# [SEITENAUSZUG]

________________________

# MTB Bonifatius-Route und Limesweg



## mkolb (2. Juli 2007)

Am Sonntag, den 8. Juli unternimmt die ADFC-Gruppe Seligenstadt-Hainburg-Mainhausen eine Radtour durch den Vogelsberg und die Wetterau entlang der Bonifatius-Route und des Limesweges mit Abstecher zum Taufstein und Hoherodskopf. Die Route ist 126 km lang mit ca. 1700 Höhenmetern, hinzu kommen 11 km Anfahrt von Seligenstadt nach Hanau.

Alle Interessenten sind dazu herzlich eingeladen, die Tourenleitung ist ehrenamtlich und kostenlos. Die Kosten für die Bahnfahrt von Hanau nach Fulda werden auf die Teilnehmer umgelegt. Voraussetzung für die Teilnahme ist ein Mountainbike  oder gleichwertiges Rad, es besteht Helmpflicht. Der Zeitpunkt der Rückkehr ist offen, deshalb sollte eine funktionsfähige Beleuchtung vorhanden sein.

Achtung: Wegen Umstellung des Fahrplans musste die Startzeit geändert werden: Treffpunkt am Bahnhof Seligenstadt schon um 7:45 Uhr.

________________________

# [VORLIEGENDE DATENSÄTZE]

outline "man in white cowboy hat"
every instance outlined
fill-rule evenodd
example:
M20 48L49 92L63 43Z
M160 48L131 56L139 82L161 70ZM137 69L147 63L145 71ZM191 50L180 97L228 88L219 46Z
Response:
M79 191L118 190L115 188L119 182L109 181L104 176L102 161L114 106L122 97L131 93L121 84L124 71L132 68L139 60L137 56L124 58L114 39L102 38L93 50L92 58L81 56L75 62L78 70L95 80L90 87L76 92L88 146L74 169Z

________________________

# [AUFGABEN]
- 1) Um wie viel Uhr ist laut der Tourenankündigung der Treffpunkt am Bahnhof Seligenstadt?
- 2) Gib den Abschnitt der Tourenankündigung wortgetreu aus, der mit den Worten „Am Sonntag, den“ beginnt und mit „Beleuchtung vorhanden sein.“ endet.
- 3) Fasse die Tourenankündigung in zwei Sätzen zusammen.
Grundlage ist allein die Tourenankündigung.

# [ERWARTETE ANTWORTEN]
- 1) Um 7:45 Uhr.

- 2)
Am Sonntag, den 8. Juli unternimmt die ADFC-Gruppe Seligenstadt-Hainburg-Mainhausen eine Radtour durch den Vogelsberg und die Wetterau entlang der Bonifatius-Route und des Limesweges mit Abstecher zum Taufstein und Hoherodskopf. Die Route ist 126 km lang mit ca. 1700 Höhenmetern, hinzu kommen 11 km Anfahrt von Seligenstadt nach Hanau.

Alle Interessenten sind dazu herzlich eingeladen, die Tourenleitung ist ehrenamtlich und kostenlos. Die Kosten für die Bahnfahrt von Hanau nach Fulda werden auf die Teilnehmer umgelegt. Voraussetzung für die Teilnahme ist ein Mountainbike  oder gleichwertiges Rad, es besteht Helmpflicht. Der Zeitpunkt der Rückkehr ist offen, deshalb sollte eine funktionsfähige Beleuchtung vorhanden sein.

- 3) Am Sonntag, den 8. Juli, unternimmt die ADFC-Gruppe Seligenstadt-Hainburg-Mainhausen eine 126 km lange Radtour mit ca. 1700 Höhenmetern entlang der Bonifatius-Route und des Limesweges durch Vogelsberg und Wetterau; Treffpunkt ist um 7:45 Uhr am Bahnhof Seligenstadt. Alle Interessenten sind eingeladen, Voraussetzung sind ein Mountainbike oder gleichwertiges Rad sowie ein Helm, eine funktionsfähige Beleuchtung sollte vorhanden sein, und die Kosten für die Bahnfahrt von Hanau nach Fulda werden auf die Teilnehmer umgelegt.